What you will do:
Please output the entries below exactly as they are.
··· Source information ···
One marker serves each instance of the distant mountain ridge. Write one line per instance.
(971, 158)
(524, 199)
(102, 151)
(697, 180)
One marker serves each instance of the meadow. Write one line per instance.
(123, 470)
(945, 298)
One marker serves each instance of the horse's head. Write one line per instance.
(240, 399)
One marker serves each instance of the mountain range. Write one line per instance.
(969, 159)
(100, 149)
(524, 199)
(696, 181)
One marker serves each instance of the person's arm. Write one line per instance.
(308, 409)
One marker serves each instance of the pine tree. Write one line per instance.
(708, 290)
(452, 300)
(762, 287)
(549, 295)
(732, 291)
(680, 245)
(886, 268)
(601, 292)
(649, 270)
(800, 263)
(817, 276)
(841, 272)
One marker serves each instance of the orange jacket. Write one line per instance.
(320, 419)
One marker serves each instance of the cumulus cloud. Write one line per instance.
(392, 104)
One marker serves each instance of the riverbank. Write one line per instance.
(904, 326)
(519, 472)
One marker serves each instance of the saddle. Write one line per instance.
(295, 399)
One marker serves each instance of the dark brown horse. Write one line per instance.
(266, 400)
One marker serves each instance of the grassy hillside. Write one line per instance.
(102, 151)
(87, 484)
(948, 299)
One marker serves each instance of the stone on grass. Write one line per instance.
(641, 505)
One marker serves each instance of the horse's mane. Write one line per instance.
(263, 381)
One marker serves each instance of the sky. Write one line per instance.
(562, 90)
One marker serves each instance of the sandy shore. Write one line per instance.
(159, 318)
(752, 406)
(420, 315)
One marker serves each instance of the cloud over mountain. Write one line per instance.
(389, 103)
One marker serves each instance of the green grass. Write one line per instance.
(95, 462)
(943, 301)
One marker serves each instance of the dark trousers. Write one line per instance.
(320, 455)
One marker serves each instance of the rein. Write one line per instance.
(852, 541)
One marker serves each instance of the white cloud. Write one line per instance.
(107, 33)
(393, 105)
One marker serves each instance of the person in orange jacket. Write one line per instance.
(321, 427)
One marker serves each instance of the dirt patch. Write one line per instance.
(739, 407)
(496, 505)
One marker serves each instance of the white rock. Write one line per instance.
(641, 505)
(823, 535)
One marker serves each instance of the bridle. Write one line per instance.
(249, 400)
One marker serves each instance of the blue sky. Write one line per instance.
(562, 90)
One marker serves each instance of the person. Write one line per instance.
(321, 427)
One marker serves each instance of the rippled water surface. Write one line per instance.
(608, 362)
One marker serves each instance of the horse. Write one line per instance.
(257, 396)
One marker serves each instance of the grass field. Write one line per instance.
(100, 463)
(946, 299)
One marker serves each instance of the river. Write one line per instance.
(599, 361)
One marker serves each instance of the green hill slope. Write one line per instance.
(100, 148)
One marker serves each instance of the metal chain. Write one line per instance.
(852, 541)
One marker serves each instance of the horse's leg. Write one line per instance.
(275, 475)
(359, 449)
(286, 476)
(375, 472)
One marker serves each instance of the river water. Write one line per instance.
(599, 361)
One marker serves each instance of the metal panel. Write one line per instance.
···
Your response:
One marker serves each instance of the distant mountain ridge. Write one line per instance.
(971, 158)
(524, 199)
(102, 151)
(697, 180)
One marker serves each instance of the meadow. Write one line per instance.
(123, 470)
(945, 298)
One marker serves each instance of the horse's head. Write one line per instance.
(240, 399)
One marker serves each instance of the mountain range. Write one line per instance.
(969, 159)
(100, 149)
(524, 199)
(696, 181)
One marker serves each instance of the person's arm. Write one line per instance.
(308, 409)
One marker serves each instance of the pine tree. Write one line per instance.
(708, 290)
(452, 300)
(762, 287)
(549, 295)
(732, 291)
(680, 245)
(886, 268)
(601, 292)
(649, 270)
(800, 263)
(817, 276)
(841, 272)
One marker serves each instance of the orange jacket. Write one line per instance.
(320, 419)
One marker serves each instance of the cumulus cloud. Write one line per instance.
(392, 104)
One marker serves each instance of the riverbank. Write one line per instance.
(904, 326)
(519, 472)
One marker serves each instance of the saddle. Write one line per instance.
(295, 399)
One marker serves each instance of the dark brown horse. Write one line per instance.
(266, 400)
One marker serves each instance of the grassy hillside. Write one line per instance.
(102, 151)
(87, 484)
(948, 299)
One marker serves each instance of the stone on grass. Write one line per instance.
(641, 505)
One marker serves each instance of the horse's mane. Write one line per instance.
(263, 381)
One marker serves each instance of the sky. Write one line per instance.
(562, 90)
One marker serves each instance of the sandy shore. Write one line per instance.
(159, 318)
(752, 406)
(420, 315)
One marker serves each instance of the cloud over mountain. Write one line per instance.
(389, 103)
One marker serves each instance of the green grass. Write one line per instance.
(95, 462)
(943, 301)
One marker serves each instance of the dark trousers. Write one line per instance.
(320, 455)
One marker serves each instance of the rein. Write one line per instance.
(852, 541)
One marker serves each instance of the white cloud. Write one line per instance.
(107, 33)
(393, 105)
One marker serves each instance of the person in orange jacket. Write one line per instance.
(321, 427)
One marker serves each instance of the dirt patch. Write one line per instance.
(739, 407)
(496, 505)
One marker serves each instance of the white rock. Write one line per instance.
(641, 505)
(823, 535)
One marker serves each instance of the bridle. Write one line per instance.
(249, 400)
One marker serves each instance of the blue sky. Write one line per instance.
(562, 90)
One marker serves each instance of the person. Write one line per instance.
(321, 427)
One marker serves each instance of the rippled water surface. Write one line per instance.
(608, 362)
One marker serves each instance of the horse. Write one line per instance.
(257, 396)
One marker serves each instance of the grass field. Write one line per instance.
(100, 463)
(946, 299)
One marker serves each instance of the river. Write one line per instance.
(599, 361)
One marker serves each instance of the green hill slope. Write one line per instance.
(100, 148)
One marker serves each instance of the metal chain. Write one line per instance.
(852, 541)
One marker serves each instance of the horse's leg. Write one line per instance.
(275, 475)
(359, 449)
(286, 476)
(375, 472)
One marker serves each instance of the river water. Write one line per instance.
(599, 361)
One marker serves each instance of the metal panel. Write one line per instance.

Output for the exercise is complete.